:: Task goal ::
Identify the line in which "In the picture above, where can the worn" appears, then reproduce that line and all remaining lines of the records word for word.

Begin Dataset rows

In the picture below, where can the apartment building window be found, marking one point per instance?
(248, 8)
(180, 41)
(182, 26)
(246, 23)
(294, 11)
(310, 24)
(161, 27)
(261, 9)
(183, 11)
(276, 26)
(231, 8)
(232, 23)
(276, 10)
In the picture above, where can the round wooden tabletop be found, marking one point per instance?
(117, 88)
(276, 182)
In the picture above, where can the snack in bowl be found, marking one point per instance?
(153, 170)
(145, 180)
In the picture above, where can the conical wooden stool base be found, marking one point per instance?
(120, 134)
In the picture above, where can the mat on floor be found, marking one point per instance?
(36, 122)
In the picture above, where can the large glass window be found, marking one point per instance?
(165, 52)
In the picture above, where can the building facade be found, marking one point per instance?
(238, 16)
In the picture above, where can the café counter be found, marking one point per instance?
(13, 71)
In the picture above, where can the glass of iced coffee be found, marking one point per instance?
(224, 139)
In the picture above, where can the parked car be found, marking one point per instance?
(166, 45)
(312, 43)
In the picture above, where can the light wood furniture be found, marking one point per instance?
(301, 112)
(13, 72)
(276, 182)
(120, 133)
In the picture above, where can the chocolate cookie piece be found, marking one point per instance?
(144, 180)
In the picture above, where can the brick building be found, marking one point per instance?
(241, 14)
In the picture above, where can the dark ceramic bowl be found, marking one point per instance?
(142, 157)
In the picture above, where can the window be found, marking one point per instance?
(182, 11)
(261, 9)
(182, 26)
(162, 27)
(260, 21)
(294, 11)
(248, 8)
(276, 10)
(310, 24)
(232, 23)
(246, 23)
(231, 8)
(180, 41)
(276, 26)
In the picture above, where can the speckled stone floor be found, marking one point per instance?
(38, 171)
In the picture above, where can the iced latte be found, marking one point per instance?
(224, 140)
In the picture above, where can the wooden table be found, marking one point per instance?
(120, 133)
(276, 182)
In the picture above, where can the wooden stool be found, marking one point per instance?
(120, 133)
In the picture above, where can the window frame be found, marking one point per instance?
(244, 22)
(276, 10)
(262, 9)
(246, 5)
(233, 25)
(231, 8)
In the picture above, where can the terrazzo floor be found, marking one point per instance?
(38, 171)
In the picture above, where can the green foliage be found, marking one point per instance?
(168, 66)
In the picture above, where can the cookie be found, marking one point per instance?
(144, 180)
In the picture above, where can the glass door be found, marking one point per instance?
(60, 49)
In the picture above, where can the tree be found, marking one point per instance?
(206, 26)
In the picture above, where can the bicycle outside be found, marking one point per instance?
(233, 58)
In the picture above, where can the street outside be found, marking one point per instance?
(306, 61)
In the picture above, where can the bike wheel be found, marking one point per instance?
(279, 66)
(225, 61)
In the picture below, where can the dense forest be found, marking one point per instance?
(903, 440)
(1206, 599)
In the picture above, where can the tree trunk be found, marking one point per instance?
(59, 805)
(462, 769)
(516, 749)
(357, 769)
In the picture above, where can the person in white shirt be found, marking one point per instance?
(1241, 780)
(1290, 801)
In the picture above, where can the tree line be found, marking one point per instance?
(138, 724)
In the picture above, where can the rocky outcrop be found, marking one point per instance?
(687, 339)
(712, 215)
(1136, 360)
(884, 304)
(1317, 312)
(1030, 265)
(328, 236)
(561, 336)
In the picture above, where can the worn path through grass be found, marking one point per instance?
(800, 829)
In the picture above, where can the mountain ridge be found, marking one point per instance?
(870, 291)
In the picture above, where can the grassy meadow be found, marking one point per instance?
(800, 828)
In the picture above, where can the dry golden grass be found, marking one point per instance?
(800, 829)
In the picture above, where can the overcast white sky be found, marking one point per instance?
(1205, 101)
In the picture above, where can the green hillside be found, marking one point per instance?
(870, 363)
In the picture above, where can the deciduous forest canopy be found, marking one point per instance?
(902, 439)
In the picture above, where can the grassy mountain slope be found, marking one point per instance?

End Dataset rows

:: Correct response ::
In the picture above, where can the worn path through grass be found, marking one point per instance?
(800, 829)
In the picture above, where can the mountain ridge be found, marking one point per instance?
(870, 291)
In the picture above, where can the grassy meadow be found, marking one point per instance?
(800, 828)
In the picture above, where can the dry golden grass be found, marking one point per instance?
(800, 829)
In the picture above, where can the overcast white sky be found, marking one point per instance?
(1205, 101)
In the picture above, where can the green hillside be found, marking one point per instance?
(870, 363)
In the picture above, where can the deciduous forest canopy be found, marking one point per instance?
(902, 439)
In the picture above, where can the grassy mountain slope be found, marking one point per instance?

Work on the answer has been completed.